§ **Stated task**
Quote, word for word, the entries below from the line containing "Expected: one point per instance of the grassy" through the final line of the entries, inclusive.

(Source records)
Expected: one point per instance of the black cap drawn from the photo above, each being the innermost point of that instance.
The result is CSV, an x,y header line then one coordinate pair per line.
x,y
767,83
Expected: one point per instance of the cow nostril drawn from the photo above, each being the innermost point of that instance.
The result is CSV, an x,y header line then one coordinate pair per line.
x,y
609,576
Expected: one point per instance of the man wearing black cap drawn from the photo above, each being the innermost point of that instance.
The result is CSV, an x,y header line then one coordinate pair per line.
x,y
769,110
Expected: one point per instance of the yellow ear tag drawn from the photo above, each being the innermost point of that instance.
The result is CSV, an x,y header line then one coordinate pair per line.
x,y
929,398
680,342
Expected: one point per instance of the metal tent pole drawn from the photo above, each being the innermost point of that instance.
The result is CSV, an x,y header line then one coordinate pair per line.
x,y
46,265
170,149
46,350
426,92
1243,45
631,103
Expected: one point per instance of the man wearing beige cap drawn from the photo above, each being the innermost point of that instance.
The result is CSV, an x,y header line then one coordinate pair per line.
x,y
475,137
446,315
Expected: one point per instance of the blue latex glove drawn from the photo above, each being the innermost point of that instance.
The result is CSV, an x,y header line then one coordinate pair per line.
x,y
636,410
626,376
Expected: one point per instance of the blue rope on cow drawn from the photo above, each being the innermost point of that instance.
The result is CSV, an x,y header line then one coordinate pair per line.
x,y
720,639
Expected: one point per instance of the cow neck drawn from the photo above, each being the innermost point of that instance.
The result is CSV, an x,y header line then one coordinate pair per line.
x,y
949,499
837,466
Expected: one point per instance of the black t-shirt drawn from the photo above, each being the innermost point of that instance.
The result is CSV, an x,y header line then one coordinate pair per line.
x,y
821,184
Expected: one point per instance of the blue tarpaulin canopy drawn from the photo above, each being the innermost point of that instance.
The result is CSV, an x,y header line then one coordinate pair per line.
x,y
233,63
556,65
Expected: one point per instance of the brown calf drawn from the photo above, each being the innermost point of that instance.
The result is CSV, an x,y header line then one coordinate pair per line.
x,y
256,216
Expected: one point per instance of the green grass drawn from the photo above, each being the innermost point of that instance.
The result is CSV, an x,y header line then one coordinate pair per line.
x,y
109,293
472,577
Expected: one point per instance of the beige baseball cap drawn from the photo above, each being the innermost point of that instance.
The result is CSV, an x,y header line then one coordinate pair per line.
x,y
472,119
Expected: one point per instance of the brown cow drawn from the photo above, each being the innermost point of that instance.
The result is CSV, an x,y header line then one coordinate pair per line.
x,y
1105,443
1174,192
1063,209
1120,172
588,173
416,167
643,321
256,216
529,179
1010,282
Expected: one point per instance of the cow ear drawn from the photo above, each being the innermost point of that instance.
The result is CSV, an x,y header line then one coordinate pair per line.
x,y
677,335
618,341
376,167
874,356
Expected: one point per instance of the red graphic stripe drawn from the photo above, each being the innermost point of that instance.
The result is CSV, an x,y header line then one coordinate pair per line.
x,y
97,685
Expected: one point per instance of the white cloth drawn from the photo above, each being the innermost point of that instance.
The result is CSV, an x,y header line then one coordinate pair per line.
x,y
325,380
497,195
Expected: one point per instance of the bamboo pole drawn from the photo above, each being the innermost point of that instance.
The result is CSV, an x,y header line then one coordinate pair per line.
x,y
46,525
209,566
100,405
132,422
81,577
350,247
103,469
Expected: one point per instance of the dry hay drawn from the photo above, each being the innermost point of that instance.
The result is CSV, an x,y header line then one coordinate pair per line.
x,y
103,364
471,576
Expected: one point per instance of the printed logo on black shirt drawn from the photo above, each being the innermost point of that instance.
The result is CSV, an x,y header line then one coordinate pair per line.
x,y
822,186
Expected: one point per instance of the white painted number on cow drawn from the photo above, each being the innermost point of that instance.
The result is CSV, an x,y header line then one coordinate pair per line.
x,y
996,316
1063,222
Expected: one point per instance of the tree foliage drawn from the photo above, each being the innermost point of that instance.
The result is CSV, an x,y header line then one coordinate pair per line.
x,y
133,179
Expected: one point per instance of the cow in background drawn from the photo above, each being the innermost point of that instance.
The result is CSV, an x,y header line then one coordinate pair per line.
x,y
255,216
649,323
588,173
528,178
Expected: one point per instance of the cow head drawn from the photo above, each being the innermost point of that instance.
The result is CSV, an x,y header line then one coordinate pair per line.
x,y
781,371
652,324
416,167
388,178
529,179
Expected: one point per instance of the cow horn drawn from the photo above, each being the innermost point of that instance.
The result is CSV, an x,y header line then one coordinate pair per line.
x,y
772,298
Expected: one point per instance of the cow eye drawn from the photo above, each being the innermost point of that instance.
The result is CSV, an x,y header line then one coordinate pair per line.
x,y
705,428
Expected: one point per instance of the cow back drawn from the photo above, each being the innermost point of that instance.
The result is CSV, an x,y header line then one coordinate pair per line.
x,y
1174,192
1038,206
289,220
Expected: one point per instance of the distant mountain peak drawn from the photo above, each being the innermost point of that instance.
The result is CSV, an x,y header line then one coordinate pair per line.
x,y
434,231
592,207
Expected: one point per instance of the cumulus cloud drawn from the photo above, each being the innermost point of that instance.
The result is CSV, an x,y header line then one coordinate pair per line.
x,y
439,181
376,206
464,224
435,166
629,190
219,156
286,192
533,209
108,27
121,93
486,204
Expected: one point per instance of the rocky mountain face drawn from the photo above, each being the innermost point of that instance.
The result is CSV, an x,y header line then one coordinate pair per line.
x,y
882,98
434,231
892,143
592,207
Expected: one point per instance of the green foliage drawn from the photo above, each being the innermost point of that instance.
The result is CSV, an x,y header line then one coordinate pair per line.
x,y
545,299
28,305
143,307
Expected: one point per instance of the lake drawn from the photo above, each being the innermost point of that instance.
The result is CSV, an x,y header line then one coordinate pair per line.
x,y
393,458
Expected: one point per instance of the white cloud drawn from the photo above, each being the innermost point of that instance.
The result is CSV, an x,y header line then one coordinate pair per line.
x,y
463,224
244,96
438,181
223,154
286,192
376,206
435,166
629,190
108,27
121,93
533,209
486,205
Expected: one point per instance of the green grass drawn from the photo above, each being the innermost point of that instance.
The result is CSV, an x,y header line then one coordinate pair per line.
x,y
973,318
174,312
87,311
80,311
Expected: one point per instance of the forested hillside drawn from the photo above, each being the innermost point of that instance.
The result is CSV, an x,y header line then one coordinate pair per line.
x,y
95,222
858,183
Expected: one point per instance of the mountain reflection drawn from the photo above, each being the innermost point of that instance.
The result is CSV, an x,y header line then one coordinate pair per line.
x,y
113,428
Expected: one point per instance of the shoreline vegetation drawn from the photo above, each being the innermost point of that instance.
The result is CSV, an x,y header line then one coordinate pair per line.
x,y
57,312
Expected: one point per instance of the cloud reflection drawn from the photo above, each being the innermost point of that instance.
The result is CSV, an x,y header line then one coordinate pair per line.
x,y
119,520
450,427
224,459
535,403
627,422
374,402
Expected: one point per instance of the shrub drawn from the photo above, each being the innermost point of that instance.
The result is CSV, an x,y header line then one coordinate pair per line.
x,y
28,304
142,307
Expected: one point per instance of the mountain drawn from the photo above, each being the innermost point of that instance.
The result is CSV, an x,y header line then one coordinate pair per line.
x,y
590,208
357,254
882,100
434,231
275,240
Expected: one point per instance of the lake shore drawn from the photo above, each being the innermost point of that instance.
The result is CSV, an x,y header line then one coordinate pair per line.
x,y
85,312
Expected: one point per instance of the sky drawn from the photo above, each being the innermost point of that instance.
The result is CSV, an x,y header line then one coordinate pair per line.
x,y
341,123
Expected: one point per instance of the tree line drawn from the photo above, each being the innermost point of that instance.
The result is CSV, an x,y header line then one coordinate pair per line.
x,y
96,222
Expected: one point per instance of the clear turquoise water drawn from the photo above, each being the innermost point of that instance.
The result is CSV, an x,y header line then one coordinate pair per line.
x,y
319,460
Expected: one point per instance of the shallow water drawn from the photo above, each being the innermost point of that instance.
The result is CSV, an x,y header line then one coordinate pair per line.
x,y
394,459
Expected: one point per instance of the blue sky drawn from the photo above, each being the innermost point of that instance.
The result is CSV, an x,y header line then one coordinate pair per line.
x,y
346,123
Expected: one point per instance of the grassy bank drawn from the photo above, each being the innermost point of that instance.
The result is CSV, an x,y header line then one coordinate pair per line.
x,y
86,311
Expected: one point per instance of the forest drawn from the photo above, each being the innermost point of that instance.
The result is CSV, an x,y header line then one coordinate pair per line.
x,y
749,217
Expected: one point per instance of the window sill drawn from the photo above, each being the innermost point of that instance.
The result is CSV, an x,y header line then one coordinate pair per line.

§ **Answer to the problem**
Expected: one point per instance of the grassy bank drawn from the photo above, each being the innermost point of that instance.
The result is CSV, an x,y header line then one coordinate pair per line.
x,y
86,311
Expected: one point per instance of the forest drawn from the photo above, each being the innermost point of that instance.
The result is CSV, an x,y header line then one coordinate pair per line.
x,y
749,217
Expected: one point per instance of the window sill drawn from the photo above, each being the innermost point of that instance.
The result is CSV, an x,y header line then one coordinate pair per line.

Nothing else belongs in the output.